BEGIN
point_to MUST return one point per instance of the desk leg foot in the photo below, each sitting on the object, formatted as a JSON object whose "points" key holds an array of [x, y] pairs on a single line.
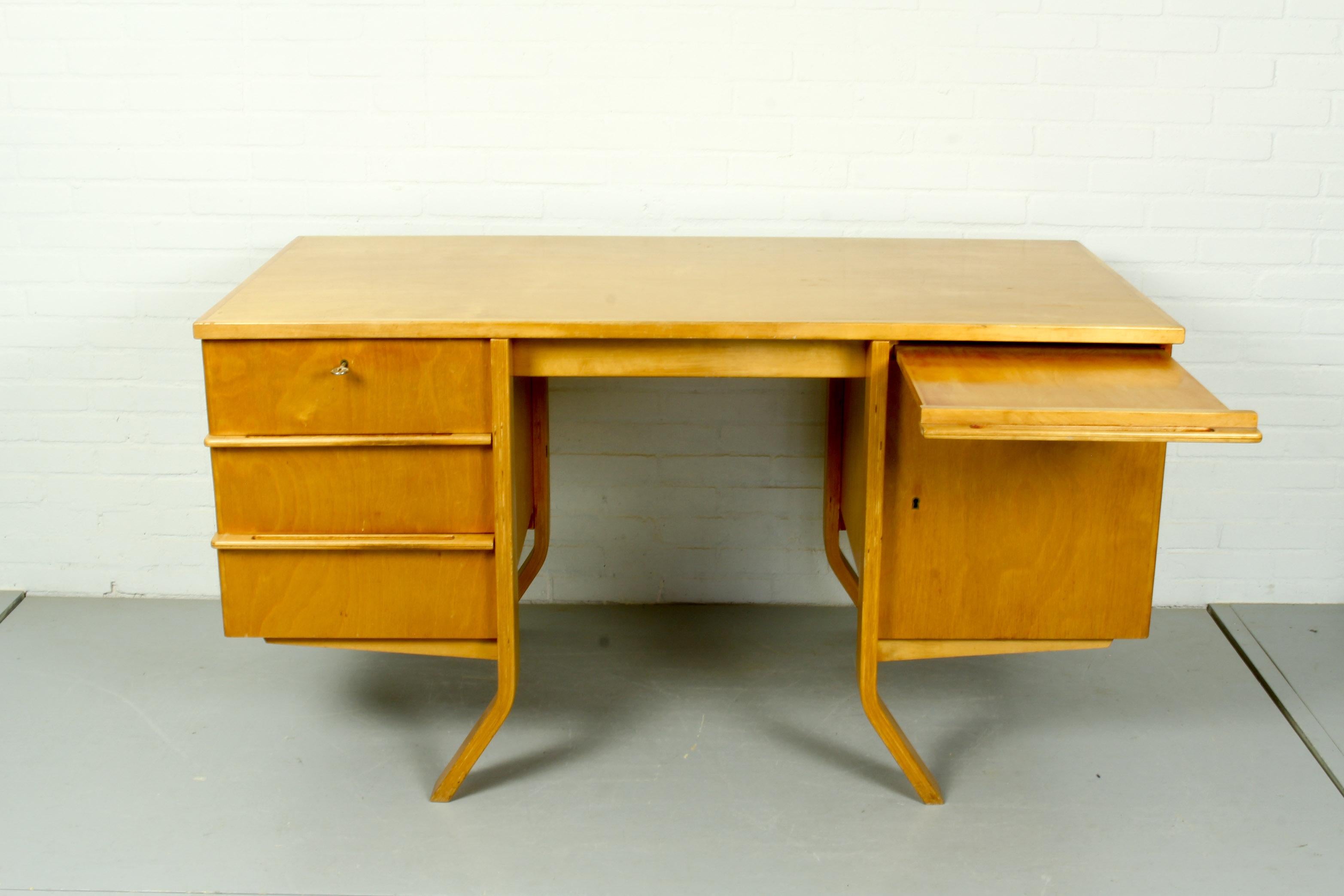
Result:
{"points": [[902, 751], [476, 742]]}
END
BEGIN
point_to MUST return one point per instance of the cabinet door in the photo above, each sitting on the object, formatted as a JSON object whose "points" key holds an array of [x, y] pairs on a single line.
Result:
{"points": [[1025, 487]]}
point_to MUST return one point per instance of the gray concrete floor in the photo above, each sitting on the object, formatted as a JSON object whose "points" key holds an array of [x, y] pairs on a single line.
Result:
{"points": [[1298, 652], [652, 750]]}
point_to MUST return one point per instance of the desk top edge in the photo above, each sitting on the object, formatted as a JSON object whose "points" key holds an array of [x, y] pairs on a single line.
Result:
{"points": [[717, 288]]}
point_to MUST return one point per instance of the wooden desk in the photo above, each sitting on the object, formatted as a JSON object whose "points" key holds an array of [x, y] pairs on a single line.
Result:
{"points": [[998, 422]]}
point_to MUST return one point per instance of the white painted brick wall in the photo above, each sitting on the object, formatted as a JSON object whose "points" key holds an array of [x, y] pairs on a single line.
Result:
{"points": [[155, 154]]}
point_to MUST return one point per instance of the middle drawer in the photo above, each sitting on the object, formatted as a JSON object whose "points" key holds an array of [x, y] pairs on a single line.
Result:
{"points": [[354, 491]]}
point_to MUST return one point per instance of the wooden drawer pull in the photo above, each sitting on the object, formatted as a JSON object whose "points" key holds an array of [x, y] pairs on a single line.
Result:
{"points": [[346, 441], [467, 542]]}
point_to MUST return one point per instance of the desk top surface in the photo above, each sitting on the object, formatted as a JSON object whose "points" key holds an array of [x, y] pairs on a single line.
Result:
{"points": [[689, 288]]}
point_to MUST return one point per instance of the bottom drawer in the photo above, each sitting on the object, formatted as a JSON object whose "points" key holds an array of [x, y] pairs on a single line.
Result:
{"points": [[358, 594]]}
END
Reproduce every line of the records containing the string "wooden".

point_to MUST return one point per instance of the wooden desk in the photo above, each sitting on the object, formatted as a JSON object whose "points" key holds an array of [x, y] pairs on a single line.
point_to MUST return one point per instance of the wooden drawer pull in the photo above, each sitting on the object, formatted as a JSON object whose "points" key holds an array of [x, y] pairs on a single line.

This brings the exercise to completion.